##### SUPPLIED PASSAGE

The other two are in the Court of Appeal decisions in Tattershall [2013] EWCA Civ 774 and Matthews [2013] EWCA Civ 1874 both use the term ‘matrimonial debt’ without any consideration of what this term encompasses or excludes.

Thirdly, there is the problem of evidential proof. Unlike bank statements, there is no obligation to exhibit 12 months’ credit card statements to Form E. Where one party asserts that the other’s indebtedness arose because of his own selfish spending on himself, a questionnaire may be raised which seeks several years of credit card statements. This will often arise in a case where the assets do not justify the costs of what can amount to a spending audit, both in terms of poring over the disclosure, but also the prospect of a longer final hearing where evidence in relation to those debts can be challenged. In many cases, the game (in terms of the sums at issue) will not be worth the candle (in terms of the cost of embarking on this exercise).

Fourthly, there is the problem of lack of clarity over (for want of a better expression) burden and standard of proof apply when it comes to ‘matrimonial debts’. Where Mr Smith’s Form E shows that he has £30k of credit card debt, does he have to show that this was the result of expensive family holidays and costs of living, or does Mrs Smith have to show that the husband has been pursuing expensive extra-familial recreational activities? Should the court approach this issue on a straightforward balance of probabilities, or should the court adopt the higher threshold of the add-back?

In Cowan v Cowan [2001] EWCA Civ 679, Thorpe LJ famously stated the following principle [70]

“The assessment of assets must be at the date of trial or appeal. The language of the statute requires that. Exceptions to that rule are rare and probably confined to cases where one party has deliberately or recklessly wasted assets in anticipation of trial.”

##########

▶ ACTIVITY LIST:
• A. In the passage on matrimonial debt, which judge stated the principle quoted from Cowan v Cowan?
• B. Reproduce the passage on matrimonial debt, starting with "Thirdly, there is" and going on through "on this exercise).".
• C. Continue the passage on matrimonial debt from its last sentence.

##### SOURCE DATA

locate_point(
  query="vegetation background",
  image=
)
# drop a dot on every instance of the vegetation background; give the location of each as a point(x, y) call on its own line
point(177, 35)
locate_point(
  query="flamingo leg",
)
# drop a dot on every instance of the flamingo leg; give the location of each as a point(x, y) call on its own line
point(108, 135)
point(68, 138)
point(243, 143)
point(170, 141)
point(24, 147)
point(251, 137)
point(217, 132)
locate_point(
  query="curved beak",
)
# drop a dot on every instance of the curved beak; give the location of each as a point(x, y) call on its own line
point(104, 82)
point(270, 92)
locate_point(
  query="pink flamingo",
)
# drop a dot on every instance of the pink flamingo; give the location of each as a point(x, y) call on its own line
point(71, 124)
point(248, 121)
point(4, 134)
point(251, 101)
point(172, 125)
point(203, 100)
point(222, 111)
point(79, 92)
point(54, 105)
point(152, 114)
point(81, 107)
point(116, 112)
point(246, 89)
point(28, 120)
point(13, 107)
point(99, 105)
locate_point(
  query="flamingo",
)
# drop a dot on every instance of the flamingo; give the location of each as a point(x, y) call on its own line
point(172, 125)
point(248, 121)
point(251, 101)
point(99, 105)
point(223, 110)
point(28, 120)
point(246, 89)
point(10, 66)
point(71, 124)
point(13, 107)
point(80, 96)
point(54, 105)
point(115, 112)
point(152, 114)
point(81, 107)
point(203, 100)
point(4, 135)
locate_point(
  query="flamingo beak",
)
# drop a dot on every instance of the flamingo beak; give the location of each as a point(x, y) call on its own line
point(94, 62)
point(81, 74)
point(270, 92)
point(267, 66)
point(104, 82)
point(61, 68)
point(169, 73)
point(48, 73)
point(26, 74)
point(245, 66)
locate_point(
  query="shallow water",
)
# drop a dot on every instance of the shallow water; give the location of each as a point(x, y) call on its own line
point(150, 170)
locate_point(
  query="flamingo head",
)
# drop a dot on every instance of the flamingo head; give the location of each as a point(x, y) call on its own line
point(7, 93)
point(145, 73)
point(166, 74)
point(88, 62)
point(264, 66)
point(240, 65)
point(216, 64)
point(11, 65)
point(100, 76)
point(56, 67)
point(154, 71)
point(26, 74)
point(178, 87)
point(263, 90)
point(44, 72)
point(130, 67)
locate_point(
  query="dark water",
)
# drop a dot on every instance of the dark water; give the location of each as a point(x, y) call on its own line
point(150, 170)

##########

▶ YOUR WRITTEN ANSWERS:
• A. Thorpe LJ

• B.
Thirdly, there is the problem of evidential proof. Unlike bank statements, there is no obligation to exhibit 12 months’ credit card statements to Form E. Where one party asserts that the other’s indebtedness arose because of his own selfish spending on himself, a questionnaire may be raised which seeks several years of credit card statements. This will often arise in a case where the assets do not justify the costs of what can amount to a spending audit, both in terms of poring over the disclosure, but also the prospect of a longer final hearing where evidence in relation to those debts can be challenged. In many cases, the game (in terms of the sums at issue) will not be worth the candle (in terms of the cost of embarking on this exercise).

• C.
The threshold to establish an ‘add back’ is notoriously high: wanton and reckless expenditure. In Vaughan v Vaughan [2007] EWCA Civ 1085, per Wilson LJ (as he then was) summarised the law at [14]

“…Norris v Norris [2002] EWHC 2996 (Fam)… is the last in a line of authority which stretches back to the decision of this court in Martin v Martin [1976] Fam 335 that, in the words of Cairns LJ, at 342H: ‘a spouse cannot be allowed to fritter away the assets by extravagant living or reckless speculation and then to claim as great a share of what was left as he would have been entitled to if he had behaved reasonably.’ The only obvious caveats are that a notional reattribution has to be conducted very cautiously, by reference only to clear evidence of dissipation (in which there is a wanton element)”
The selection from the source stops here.